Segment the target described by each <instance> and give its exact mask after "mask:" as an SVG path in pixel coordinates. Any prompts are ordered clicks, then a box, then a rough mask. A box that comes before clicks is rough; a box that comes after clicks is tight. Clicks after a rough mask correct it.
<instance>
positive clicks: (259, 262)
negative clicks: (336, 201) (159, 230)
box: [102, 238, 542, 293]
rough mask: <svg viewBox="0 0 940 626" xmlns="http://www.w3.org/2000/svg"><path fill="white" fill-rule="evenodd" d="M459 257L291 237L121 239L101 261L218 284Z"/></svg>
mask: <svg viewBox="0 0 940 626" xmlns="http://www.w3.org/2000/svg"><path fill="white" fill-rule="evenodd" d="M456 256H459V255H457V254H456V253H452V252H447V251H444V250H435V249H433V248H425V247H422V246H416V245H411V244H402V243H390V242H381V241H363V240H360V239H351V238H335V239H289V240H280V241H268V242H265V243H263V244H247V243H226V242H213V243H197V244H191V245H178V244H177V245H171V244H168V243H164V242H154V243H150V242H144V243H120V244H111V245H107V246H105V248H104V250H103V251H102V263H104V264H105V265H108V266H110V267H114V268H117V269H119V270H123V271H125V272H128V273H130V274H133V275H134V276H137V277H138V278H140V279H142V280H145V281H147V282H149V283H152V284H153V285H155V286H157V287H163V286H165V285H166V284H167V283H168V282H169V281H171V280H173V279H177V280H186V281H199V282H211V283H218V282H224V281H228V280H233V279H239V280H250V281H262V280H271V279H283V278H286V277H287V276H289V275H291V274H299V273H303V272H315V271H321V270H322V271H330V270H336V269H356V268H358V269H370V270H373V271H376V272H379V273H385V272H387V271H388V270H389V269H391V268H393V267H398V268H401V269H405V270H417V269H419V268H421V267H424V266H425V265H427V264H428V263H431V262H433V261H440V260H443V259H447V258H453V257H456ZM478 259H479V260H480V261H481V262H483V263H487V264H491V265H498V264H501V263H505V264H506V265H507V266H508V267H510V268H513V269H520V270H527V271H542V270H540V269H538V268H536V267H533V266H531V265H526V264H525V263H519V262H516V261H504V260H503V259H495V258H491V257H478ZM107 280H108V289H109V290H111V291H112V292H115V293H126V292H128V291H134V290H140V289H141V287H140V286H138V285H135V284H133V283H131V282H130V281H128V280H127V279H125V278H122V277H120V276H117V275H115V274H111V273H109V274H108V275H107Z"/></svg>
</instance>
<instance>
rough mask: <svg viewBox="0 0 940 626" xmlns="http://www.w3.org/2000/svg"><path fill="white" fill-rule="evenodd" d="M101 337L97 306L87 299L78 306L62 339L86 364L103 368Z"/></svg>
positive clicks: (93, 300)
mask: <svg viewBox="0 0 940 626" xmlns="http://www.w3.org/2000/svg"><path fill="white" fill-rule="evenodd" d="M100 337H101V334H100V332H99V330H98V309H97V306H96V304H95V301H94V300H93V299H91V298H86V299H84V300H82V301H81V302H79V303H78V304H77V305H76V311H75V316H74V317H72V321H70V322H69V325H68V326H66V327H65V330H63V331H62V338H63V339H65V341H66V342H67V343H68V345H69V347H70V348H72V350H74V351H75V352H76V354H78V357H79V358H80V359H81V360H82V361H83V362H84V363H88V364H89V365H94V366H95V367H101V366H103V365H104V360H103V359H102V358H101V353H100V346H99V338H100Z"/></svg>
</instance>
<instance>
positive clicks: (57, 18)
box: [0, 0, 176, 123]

EXERCISE DIRECTIONS:
When you copy the material, keep every line exactly as it stands.

SOLVED EXERCISE:
Segment the target described by each <instance> and give its exact mask after "mask:" as an SVG path in pixel coordinates. Any prompts are ordered clicks, then a box, then a rough mask. A box that comes before clicks is rough; a box that comes after clicks is tight. Clicks after a rough mask correct it.
<instance>
positive clicks: (259, 262)
negative clicks: (336, 201) (159, 230)
box: [102, 238, 542, 293]
rough mask: <svg viewBox="0 0 940 626" xmlns="http://www.w3.org/2000/svg"><path fill="white" fill-rule="evenodd" d="M459 257L291 237L121 239L101 261L218 284Z"/></svg>
mask: <svg viewBox="0 0 940 626" xmlns="http://www.w3.org/2000/svg"><path fill="white" fill-rule="evenodd" d="M456 256H459V255H457V254H456V253H452V252H447V251H444V250H435V249H433V248H425V247H422V246H416V245H411V244H402V243H390V242H381V241H363V240H360V239H351V238H335V239H289V240H280V241H268V242H265V243H263V244H247V243H226V242H213V243H197V244H191V245H178V244H177V245H171V244H168V243H164V242H154V243H150V242H144V243H120V244H111V245H107V246H105V248H104V250H103V251H102V263H104V264H105V265H108V266H110V267H114V268H117V269H119V270H123V271H125V272H128V273H130V274H133V275H134V276H137V277H138V278H140V279H142V280H145V281H147V282H149V283H152V284H153V285H155V286H157V287H163V286H165V285H166V284H167V283H168V282H169V281H171V280H173V279H177V280H186V281H199V282H211V283H218V282H224V281H228V280H233V279H239V280H250V281H262V280H271V279H283V278H286V277H287V276H289V275H291V274H299V273H303V272H315V271H321V270H322V271H330V270H336V269H356V268H358V269H370V270H373V271H376V272H379V273H385V272H387V271H388V270H389V269H391V268H393V267H398V268H401V269H405V270H417V269H419V268H421V267H424V266H425V265H427V264H428V263H431V262H433V261H440V260H443V259H447V258H453V257H456ZM478 259H479V260H480V261H481V262H483V263H487V264H491V265H498V264H501V263H505V264H506V265H507V266H508V267H510V268H513V269H520V270H527V271H542V270H540V269H538V268H536V267H533V266H531V265H526V264H525V263H519V262H516V261H504V260H503V259H495V258H491V257H478ZM107 280H108V289H109V290H111V291H112V292H115V293H126V292H128V291H134V290H140V289H141V287H140V286H138V285H135V284H133V283H131V282H130V281H128V280H127V279H125V278H122V277H120V276H117V275H115V274H111V273H109V274H108V275H107Z"/></svg>
</instance>
<instance>
rough mask: <svg viewBox="0 0 940 626" xmlns="http://www.w3.org/2000/svg"><path fill="white" fill-rule="evenodd" d="M101 337L97 306L87 299L78 306L62 339L86 364L103 368Z"/></svg>
positive clicks: (93, 300)
mask: <svg viewBox="0 0 940 626" xmlns="http://www.w3.org/2000/svg"><path fill="white" fill-rule="evenodd" d="M100 337H101V334H100V332H99V330H98V309H97V306H96V304H95V301H94V300H93V299H91V298H86V299H84V300H82V301H81V302H79V303H78V304H77V305H76V311H75V316H74V317H72V321H70V322H69V325H68V326H66V327H65V330H63V331H62V338H63V339H65V341H66V342H67V343H68V345H69V347H70V348H72V350H74V351H75V352H76V354H78V357H79V358H80V359H81V360H82V361H83V362H84V363H88V364H89V365H94V366H95V367H101V366H103V365H104V360H103V359H102V358H101V353H100V346H99V338H100Z"/></svg>
</instance>
<instance>
positive clicks: (57, 18)
box: [0, 0, 176, 123]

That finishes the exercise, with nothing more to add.